REQUIREMENT 1 =>
Answer these questions from the text on killing off player characters:
(a) Which kind of character was disemboweled by a series of bad rolls?
(b) What do players spend more time filling out than doing their taxes?
(c) What are game masters too often afraid to do?
REQUIREMENT 2 => From the text on killing off player characters, return the passage starting with "I’ve seen a" and going on through "neither should you!", copied word for word.

I’ve seen a player moved to tears because their paladin was disemboweled by a series of bad rolls. I’ve had players storm out of my apartment in a fit of rage because their choices got their wizard impaled. I’ve seen player characters kill one another over an enchanted artifact, ruining a very real friendship in the process.

Yet I never hesitate to kill off characters, and neither should you!

Death, sacrifice, murder, and betrayal are hallmarks of adventure games. After all, why even have hit points if there’s no risk of them ever dropping to zero? As much as your players should test the boundaries of the elaborate fictional world you’ve constructed, you absolutely must push back with real stakes and consequences. Too often adventure parties devolve into anarchy because game masters are afraid to ruffle feathers. Remember that the players are playing because they want to help you tell your story. However, they also want you to help them tell their story.

Players spend more time filling out a character sheet than they spend doing their taxes. Strengths, weaknesses, personal histories, special abilities, carrying capacity, land speed; all of these can be agonizing choices for the player to make. The idea of potentially losing that character is a big deal, but killing characters doesn’t make you the bad guy. You’re trying to tell an exciting story, and no character is promised a happy ending. It’s not uncommon for my players to be on their second, even third character by the time we reach the end of the campaign.

(Entries from a point annotation set)
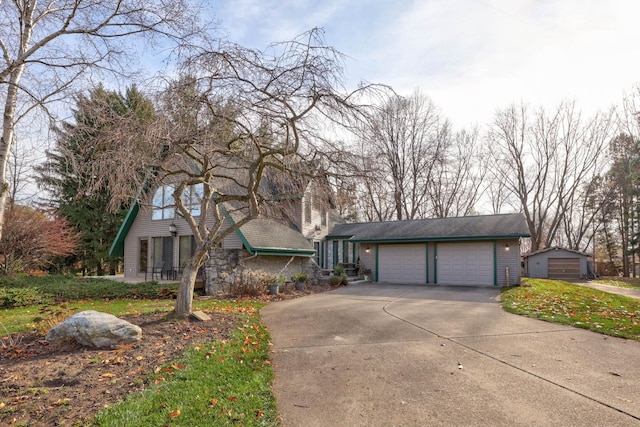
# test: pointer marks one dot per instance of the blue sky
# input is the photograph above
(470, 56)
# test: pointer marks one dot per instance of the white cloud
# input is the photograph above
(471, 56)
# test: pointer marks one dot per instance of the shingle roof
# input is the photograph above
(266, 235)
(459, 228)
(557, 248)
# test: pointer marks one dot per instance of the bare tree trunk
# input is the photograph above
(184, 298)
(7, 138)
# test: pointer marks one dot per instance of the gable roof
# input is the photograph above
(482, 227)
(557, 248)
(264, 236)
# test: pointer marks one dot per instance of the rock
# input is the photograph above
(95, 329)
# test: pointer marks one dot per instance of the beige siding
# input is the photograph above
(314, 229)
(145, 228)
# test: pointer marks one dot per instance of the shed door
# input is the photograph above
(564, 268)
(402, 263)
(465, 263)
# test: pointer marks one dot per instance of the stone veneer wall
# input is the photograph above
(226, 266)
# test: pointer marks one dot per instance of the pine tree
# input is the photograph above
(77, 143)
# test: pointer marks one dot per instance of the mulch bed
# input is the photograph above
(48, 385)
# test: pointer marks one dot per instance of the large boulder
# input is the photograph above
(95, 329)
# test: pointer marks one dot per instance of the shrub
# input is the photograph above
(339, 270)
(23, 297)
(335, 281)
(300, 277)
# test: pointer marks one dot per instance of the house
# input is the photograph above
(471, 250)
(155, 242)
(557, 263)
(474, 250)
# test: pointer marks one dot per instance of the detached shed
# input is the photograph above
(556, 263)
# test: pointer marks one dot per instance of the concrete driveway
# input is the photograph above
(402, 355)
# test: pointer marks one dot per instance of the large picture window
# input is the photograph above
(163, 206)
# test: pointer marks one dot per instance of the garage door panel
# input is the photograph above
(402, 263)
(465, 263)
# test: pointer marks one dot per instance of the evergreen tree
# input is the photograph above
(77, 143)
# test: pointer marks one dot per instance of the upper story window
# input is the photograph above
(307, 209)
(192, 197)
(163, 206)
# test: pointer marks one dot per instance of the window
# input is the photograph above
(316, 247)
(307, 209)
(186, 249)
(143, 255)
(163, 207)
(192, 197)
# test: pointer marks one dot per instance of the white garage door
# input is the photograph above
(402, 263)
(465, 263)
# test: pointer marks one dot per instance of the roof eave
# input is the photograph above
(440, 239)
(117, 247)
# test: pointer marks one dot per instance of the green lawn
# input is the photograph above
(227, 383)
(579, 306)
(623, 282)
(224, 383)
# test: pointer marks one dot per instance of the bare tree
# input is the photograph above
(405, 139)
(457, 182)
(231, 139)
(544, 159)
(46, 47)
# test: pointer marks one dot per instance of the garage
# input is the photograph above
(403, 263)
(469, 263)
(557, 263)
(481, 250)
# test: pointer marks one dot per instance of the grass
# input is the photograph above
(227, 383)
(224, 383)
(623, 282)
(579, 306)
(61, 288)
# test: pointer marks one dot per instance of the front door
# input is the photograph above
(163, 254)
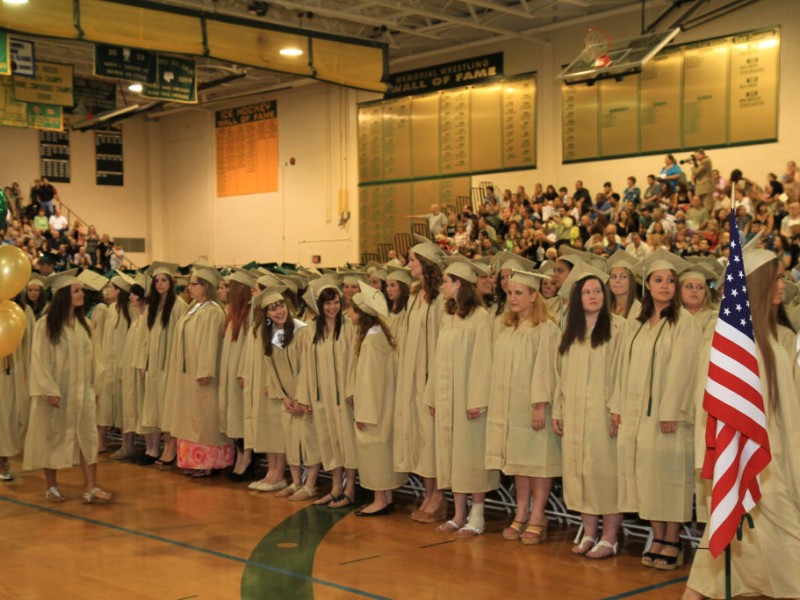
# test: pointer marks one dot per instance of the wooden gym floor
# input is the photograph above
(167, 536)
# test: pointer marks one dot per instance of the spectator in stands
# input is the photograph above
(436, 220)
(632, 193)
(47, 193)
(58, 222)
(651, 193)
(638, 248)
(581, 197)
(703, 179)
(40, 222)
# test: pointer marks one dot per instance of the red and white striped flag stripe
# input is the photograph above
(737, 443)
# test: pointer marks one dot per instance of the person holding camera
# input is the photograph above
(670, 173)
(701, 177)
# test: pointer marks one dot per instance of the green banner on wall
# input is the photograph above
(176, 80)
(125, 63)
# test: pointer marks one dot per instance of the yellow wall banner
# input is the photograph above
(247, 149)
(52, 84)
(5, 66)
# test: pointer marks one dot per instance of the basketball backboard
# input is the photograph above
(620, 58)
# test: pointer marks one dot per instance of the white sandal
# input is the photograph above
(600, 546)
(97, 496)
(53, 495)
(468, 531)
(586, 544)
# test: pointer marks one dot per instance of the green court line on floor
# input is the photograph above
(249, 563)
(648, 588)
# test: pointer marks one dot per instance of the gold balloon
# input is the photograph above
(12, 327)
(15, 271)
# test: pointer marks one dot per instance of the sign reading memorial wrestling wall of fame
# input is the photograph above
(247, 149)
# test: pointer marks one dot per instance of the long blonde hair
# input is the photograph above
(537, 315)
(760, 286)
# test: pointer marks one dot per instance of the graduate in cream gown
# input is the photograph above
(622, 285)
(193, 379)
(414, 449)
(62, 429)
(14, 396)
(285, 341)
(654, 413)
(322, 389)
(398, 286)
(239, 291)
(695, 295)
(458, 395)
(164, 310)
(764, 562)
(519, 439)
(109, 395)
(263, 430)
(97, 313)
(586, 367)
(374, 388)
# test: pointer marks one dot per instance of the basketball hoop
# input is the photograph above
(597, 44)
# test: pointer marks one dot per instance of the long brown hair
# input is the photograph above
(58, 315)
(154, 299)
(760, 287)
(575, 329)
(466, 301)
(238, 309)
(367, 322)
(670, 313)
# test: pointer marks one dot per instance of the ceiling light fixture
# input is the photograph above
(257, 8)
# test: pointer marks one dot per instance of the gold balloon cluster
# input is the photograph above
(15, 271)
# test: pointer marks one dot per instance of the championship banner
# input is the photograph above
(23, 61)
(130, 64)
(177, 81)
(479, 69)
(92, 97)
(52, 84)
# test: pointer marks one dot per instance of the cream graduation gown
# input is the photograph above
(154, 361)
(460, 380)
(414, 449)
(56, 437)
(585, 387)
(374, 395)
(524, 374)
(283, 369)
(195, 355)
(322, 387)
(658, 365)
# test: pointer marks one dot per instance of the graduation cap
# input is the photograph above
(427, 249)
(581, 271)
(527, 278)
(461, 267)
(371, 301)
(269, 296)
(162, 268)
(56, 281)
(92, 280)
(398, 274)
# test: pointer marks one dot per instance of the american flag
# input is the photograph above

FINISHED ANSWER 1 =>
(a) A paladin
(b) A character sheet
(c) Ruffle feathers

FINISHED ANSWER 2 =>
I’ve seen a player moved to tears because their paladin was disemboweled by a series of bad rolls. I’ve had players storm out of my apartment in a fit of rage because their choices got their wizard impaled. I’ve seen player characters kill one another over an enchanted artifact, ruining a very real friendship in the process.

Yet I never hesitate to kill off characters, and neither should you!